» Provided data
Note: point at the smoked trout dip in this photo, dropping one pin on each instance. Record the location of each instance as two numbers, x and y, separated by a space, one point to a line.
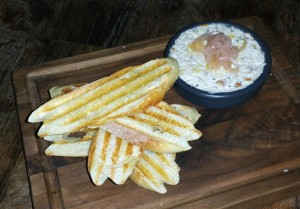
193 67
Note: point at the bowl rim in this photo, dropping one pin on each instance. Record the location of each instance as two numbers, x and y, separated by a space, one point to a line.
256 84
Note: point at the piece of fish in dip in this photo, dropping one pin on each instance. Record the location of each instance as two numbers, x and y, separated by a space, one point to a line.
193 68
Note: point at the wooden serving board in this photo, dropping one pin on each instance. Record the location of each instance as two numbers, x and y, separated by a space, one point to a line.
248 155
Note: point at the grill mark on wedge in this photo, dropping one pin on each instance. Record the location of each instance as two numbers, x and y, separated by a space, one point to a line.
167 119
117 150
132 86
156 166
154 123
100 90
164 159
103 153
56 102
146 172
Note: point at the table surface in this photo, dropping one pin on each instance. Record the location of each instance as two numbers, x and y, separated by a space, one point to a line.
47 41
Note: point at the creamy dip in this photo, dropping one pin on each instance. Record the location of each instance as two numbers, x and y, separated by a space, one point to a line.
193 67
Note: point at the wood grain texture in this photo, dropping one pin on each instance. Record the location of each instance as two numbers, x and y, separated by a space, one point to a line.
34 32
253 146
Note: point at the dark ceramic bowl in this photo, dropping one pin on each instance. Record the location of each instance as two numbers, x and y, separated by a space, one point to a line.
228 99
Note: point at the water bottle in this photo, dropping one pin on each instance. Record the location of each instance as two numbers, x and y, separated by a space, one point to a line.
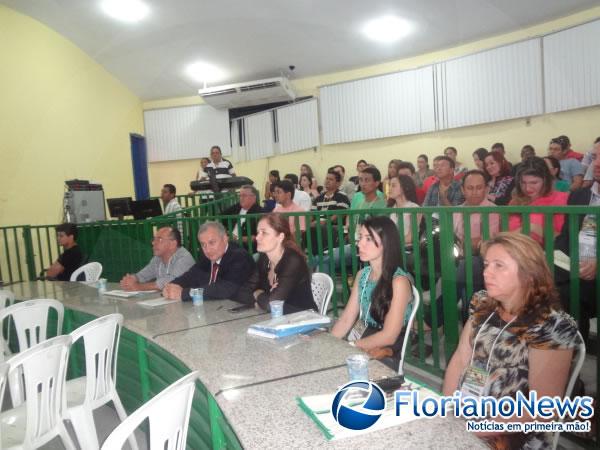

» What is being asked
Return all of the rows above verbatim, reproducing every line in its original order, and omit the pictures from your answer.

» Correct answer
Note: point at the smoked trout dip in this photo, dropping one pin on each instance. Record the location of each instance as two numbers, x and y, separated by a space, one point to a line.
193 67
Note: point at the bowl rim in this photo, dropping one pin on each instance. Record the location of each instance as two numbers, x and y, separated by a space, one point to a line.
256 84
Note: point at the piece of fish in dip in this photo, dropping one pin on each instance. Record the location of each instance as two numbers, x and y, separated by a space, one point to a line.
193 68
Note: point at the wooden serving board in this photo, dropping one pin on each instance. Record the location of each instance as two numbers, x and y, separated by a space, one point to a line.
248 155
Note: point at the grill mark on wedge in this photo, dropping one pin on each instance. Record the location of each instance as two numbers, x and y, separated by a space, one point to a line.
167 119
117 150
132 86
156 166
154 123
100 90
164 159
103 153
56 102
146 172
Note: point at the table surface in this photo, dropping one pin on each instance. Record the location of each instance as two numbers, x and y, separated by a space, one point to a line.
47 41
Note: point at the creamy dip in this photo, dropping one pin on each instance. Record the location of each instance as two numbers, x and y, separated by a space, one point to a line.
193 67
Note: point at the wood grain texture in this photo, dropping one pin on each instance. Record the location of each instance as two numbers, x and y, separated by a space, one point to a line.
34 32
253 146
Note: point at the dark ceramic bowl in this photo, dropping one pin on each instance. Record the location of each instance as two numbers, x and y, separated by a space, one point to a line.
228 99
Note: point at the water bottle in this photo, dropping one pin on each instance. Record the location of each instance as two numbers, x and y, separated by a space, one point to a line.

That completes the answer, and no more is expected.